目的 1:
以下のレコードから、文字列「foot」を含む行をすべて書き出しなさい。
══ 本文抜粋 ══
説明

無線基地局装置

【課題】高スペックのデバイスを使用する必要がなく、製品コストを低減した無線基地局装置を提供する。
【解決手段】ミキサ117の出力は選択スイッチ103に与えられ、選択スイッチ103によって、信号配線SCを介してそのまま後段の選択スイッチ105に与えられるのか、フィルタ部104を介してフィルタリングされて選択スイッチ105に与えられるのかが選択される。選択スイッチ105のA端子は、選択スイッチ103のA端子に信号配線SCを介して接続され、選択スイッチ105のB端子は、フィルタ部104の出力に接続されている。選択スイッチ105は、選択スイッチ103の出力をそのまま増幅器106に与える場合には端子Aを選択するように切り替えられ、フィルタ部104を通してフィルタリングされた出力を増幅器106に与える場合には、端子Bを選択するように切り替えられる。

【発明の詳細な説明】
【技術分野】
【0001】
本発明は無線基地局装置に関し、特に、TDD(Time Division Duplexing)方式での通信を行う無線基地局装置に関する。
═══
══ データ一覧 ══
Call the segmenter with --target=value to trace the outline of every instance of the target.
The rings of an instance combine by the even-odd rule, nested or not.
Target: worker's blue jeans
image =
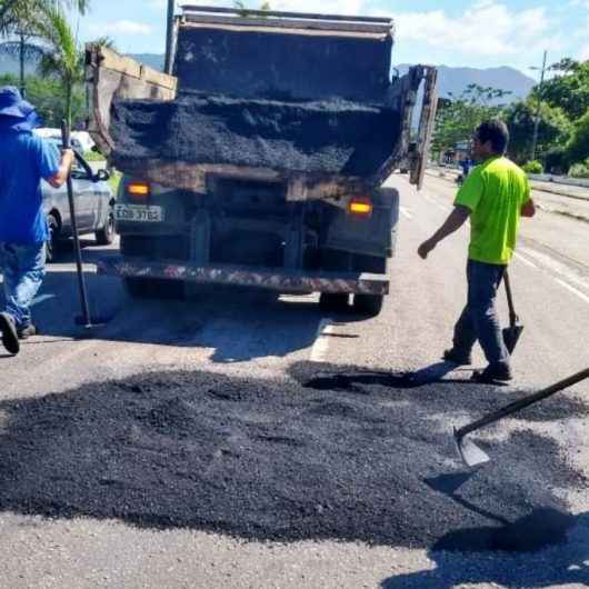
[[[509,352],[503,343],[496,308],[497,289],[505,271],[505,266],[468,261],[468,301],[455,328],[455,350],[468,356],[479,340],[491,366],[509,366]]]
[[[19,330],[31,325],[30,305],[43,281],[44,258],[44,242],[30,246],[0,242],[6,312]]]

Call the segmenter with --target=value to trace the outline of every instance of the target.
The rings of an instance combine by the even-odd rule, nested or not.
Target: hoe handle
[[[547,397],[550,397],[551,395],[555,395],[556,392],[560,392],[562,389],[572,387],[572,385],[577,385],[577,382],[580,382],[581,380],[585,380],[586,378],[589,378],[589,368],[586,368],[585,370],[581,370],[580,372],[577,372],[576,375],[572,375],[571,377],[566,378],[565,380],[560,380],[559,382],[556,382],[555,385],[551,385],[550,387],[547,387],[546,389],[539,390],[538,392],[535,392],[533,395],[523,397],[523,399],[513,401],[512,403],[509,403],[506,407],[502,407],[501,409],[498,409],[497,411],[492,413],[488,413],[487,416],[481,417],[477,421],[473,421],[472,423],[468,423],[467,426],[460,428],[459,430],[457,430],[456,435],[458,438],[463,438],[467,433],[470,433],[471,431],[475,431],[476,429],[488,426],[489,423],[495,423],[496,421],[499,421],[503,417],[510,416],[511,413],[515,413],[516,411],[519,411],[520,409],[525,409],[526,407],[529,407],[530,405],[537,403],[538,401],[541,401],[542,399],[546,399]]]

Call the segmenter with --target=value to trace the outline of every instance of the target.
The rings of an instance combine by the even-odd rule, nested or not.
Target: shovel
[[[505,417],[510,416],[516,411],[520,411],[521,409],[525,409],[530,405],[537,403],[538,401],[551,397],[556,392],[560,392],[562,389],[572,387],[573,385],[577,385],[578,382],[587,378],[589,378],[589,368],[586,368],[585,370],[581,370],[580,372],[577,372],[576,375],[572,375],[571,377],[566,378],[565,380],[556,382],[555,385],[551,385],[546,389],[535,392],[533,395],[528,395],[527,397],[523,397],[518,401],[513,401],[512,403],[509,403],[508,406],[498,409],[492,413],[488,413],[487,416],[478,419],[477,421],[473,421],[472,423],[468,423],[467,426],[463,426],[460,429],[455,428],[455,441],[458,447],[458,451],[460,452],[460,457],[462,458],[465,463],[470,468],[475,468],[480,465],[483,465],[485,462],[488,462],[490,460],[489,456],[466,436],[485,426],[495,423],[496,421],[499,421],[500,419],[503,419]]]
[[[66,120],[61,121],[61,142],[62,142],[63,149],[71,149],[70,128],[68,123],[66,122]],[[76,321],[76,325],[78,326],[83,326],[86,329],[92,329],[94,327],[99,327],[99,326],[107,323],[108,319],[90,316],[90,307],[88,305],[88,291],[86,289],[86,280],[83,277],[80,234],[78,232],[78,221],[76,218],[76,202],[73,200],[73,186],[71,181],[71,172],[68,173],[67,187],[68,187],[68,201],[70,206],[71,232],[73,237],[73,251],[76,253],[76,268],[77,268],[77,273],[78,273],[78,290],[80,293],[80,303],[82,308],[82,315],[76,317],[74,321]]]
[[[507,272],[507,269],[503,274],[503,281],[506,284],[507,305],[509,306],[509,327],[503,329],[503,342],[511,355],[513,353],[519,337],[523,331],[523,326],[520,323],[519,317],[517,316],[516,309],[513,307],[513,296],[511,293],[511,283],[509,282],[509,273]]]

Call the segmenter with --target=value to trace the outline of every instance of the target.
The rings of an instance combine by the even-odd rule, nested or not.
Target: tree
[[[509,127],[509,154],[518,163],[529,159],[538,104],[536,100],[516,102],[505,111],[505,121]],[[540,103],[538,110],[538,159],[545,160],[549,150],[562,148],[570,138],[572,126],[560,108]],[[546,162],[545,162],[546,163]]]
[[[441,153],[459,141],[469,140],[483,120],[501,114],[505,104],[497,101],[508,94],[503,90],[470,84],[459,96],[450,93],[449,99],[440,99],[432,150]]]
[[[535,87],[533,98],[562,109],[570,120],[582,117],[589,104],[589,60],[563,59],[550,70],[557,76]]]
[[[42,39],[42,57],[39,71],[42,76],[54,76],[63,84],[66,93],[66,120],[71,127],[73,89],[83,82],[84,56],[63,10],[59,7],[40,9],[36,31]]]
[[[20,88],[24,91],[24,62],[38,58],[36,43],[30,43],[43,11],[74,8],[86,13],[90,0],[0,0],[0,34],[9,40],[0,43],[0,52],[18,54],[20,61]],[[14,37],[17,40],[14,40]]]
[[[589,108],[575,122],[572,137],[567,144],[567,158],[570,163],[581,163],[589,159]]]

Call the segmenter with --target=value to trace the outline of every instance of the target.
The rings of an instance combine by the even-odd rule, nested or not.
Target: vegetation
[[[533,160],[523,164],[523,171],[528,173],[542,173],[545,169],[541,161]]]
[[[589,158],[579,163],[573,163],[570,167],[569,174],[572,178],[586,178],[589,179]]]
[[[565,59],[550,67],[553,76],[533,88],[526,100],[501,104],[501,90],[470,86],[462,94],[440,100],[433,139],[435,154],[442,156],[469,140],[483,119],[503,119],[511,133],[509,156],[526,164],[532,150],[538,118],[538,161],[528,169],[580,176],[589,160],[589,60]]]
[[[441,99],[436,119],[433,151],[440,153],[459,141],[469,140],[485,119],[501,114],[503,106],[496,102],[508,94],[502,90],[470,84],[460,96],[450,93],[450,99]]]

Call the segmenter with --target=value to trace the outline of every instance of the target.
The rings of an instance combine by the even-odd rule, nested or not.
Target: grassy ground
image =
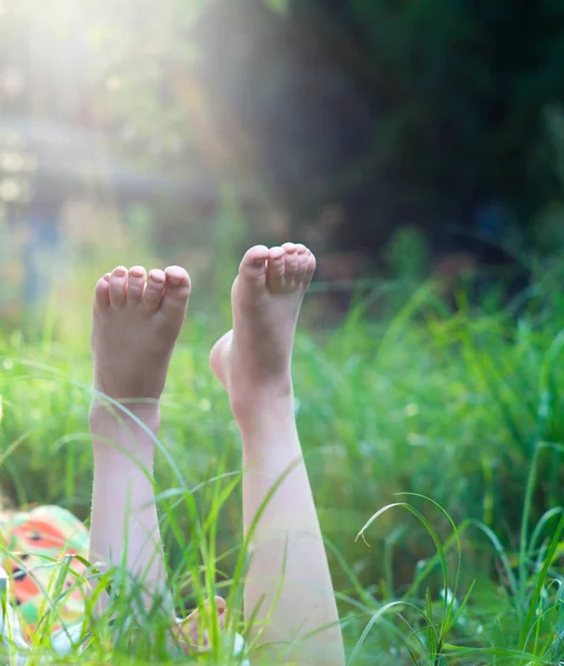
[[[423,290],[385,324],[361,304],[338,330],[298,339],[298,418],[349,664],[564,658],[564,300],[550,275],[530,295],[517,320],[463,300],[452,314]],[[0,484],[20,504],[58,503],[88,519],[88,332],[49,321],[34,341],[0,335]],[[232,595],[235,622],[240,446],[208,370],[221,332],[197,317],[178,349],[158,480],[178,605],[219,589]],[[124,596],[118,617],[134,603]],[[77,660],[174,659],[158,614],[143,616],[133,640],[120,627],[110,648],[100,622]]]

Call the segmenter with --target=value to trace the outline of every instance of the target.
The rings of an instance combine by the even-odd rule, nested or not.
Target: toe
[[[142,304],[150,311],[154,312],[161,304],[162,292],[164,291],[164,283],[167,276],[164,271],[153,269],[149,273],[147,281],[145,291],[141,300]]]
[[[269,249],[264,245],[255,245],[246,251],[239,274],[249,279],[264,283],[266,275],[266,260],[269,258]]]
[[[161,310],[172,310],[174,312],[179,309],[185,310],[191,291],[190,276],[180,266],[169,266],[165,269],[164,275],[165,289]]]
[[[118,266],[110,275],[110,303],[113,307],[124,307],[125,289],[128,285],[128,269]]]
[[[308,282],[311,282],[311,279],[313,278],[313,273],[315,273],[316,263],[318,262],[315,260],[315,255],[313,254],[313,252],[308,250],[308,274],[305,275],[305,280]]]
[[[94,303],[99,307],[109,307],[110,305],[110,273],[102,275],[94,290]]]
[[[303,250],[302,250],[303,248]],[[308,268],[310,265],[310,255],[304,245],[298,245],[298,268],[295,271],[295,282],[304,282],[308,275]]]
[[[269,289],[276,291],[284,279],[284,251],[282,248],[271,248],[269,252],[269,266],[266,283]]]
[[[289,245],[290,243],[286,243]],[[298,266],[300,263],[300,258],[298,255],[295,245],[293,250],[288,250],[285,245],[283,249],[285,251],[284,254],[284,280],[286,282],[293,282],[298,275]]]
[[[128,303],[139,304],[145,289],[147,273],[143,266],[133,266],[128,273]]]
[[[295,254],[298,252],[298,245],[295,243],[284,243],[282,250],[286,254]]]

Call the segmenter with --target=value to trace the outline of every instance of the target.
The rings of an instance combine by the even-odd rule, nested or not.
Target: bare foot
[[[251,248],[232,290],[233,330],[213,347],[210,364],[235,417],[255,401],[292,395],[295,325],[315,258],[303,245]]]
[[[120,401],[160,398],[189,296],[190,279],[179,266],[149,278],[141,266],[118,266],[99,280],[91,339],[97,391]]]

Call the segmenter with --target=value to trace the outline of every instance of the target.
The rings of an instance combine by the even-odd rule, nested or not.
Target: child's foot
[[[158,401],[189,296],[190,279],[179,266],[149,278],[143,268],[119,266],[101,278],[91,339],[94,389],[114,400]]]
[[[313,254],[293,243],[244,255],[232,290],[233,330],[210,356],[235,416],[262,397],[291,396],[295,325],[314,270]]]

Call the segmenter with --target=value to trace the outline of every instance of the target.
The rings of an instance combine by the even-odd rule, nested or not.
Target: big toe
[[[245,280],[264,285],[268,258],[269,249],[265,245],[251,248],[241,261],[239,274]]]
[[[192,290],[189,274],[181,266],[169,266],[164,275],[167,282],[161,310],[165,313],[185,311]]]
[[[110,306],[110,273],[102,275],[94,289],[94,307]]]

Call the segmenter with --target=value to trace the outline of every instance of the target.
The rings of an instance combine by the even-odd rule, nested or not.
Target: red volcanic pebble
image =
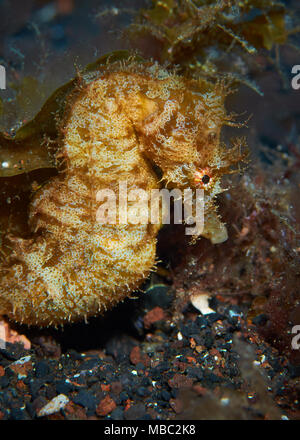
═══
目的 2:
上の本文抜粋によると、選択スイッチ105は、フィルタ部104でフィルタリングされた出力を増幅器106に与える場合にどの端子を選択するか答えなさい。

作業結果 1:
Target: bare foot
Target: child's foot

作業結果 2:
端子Bを選択する。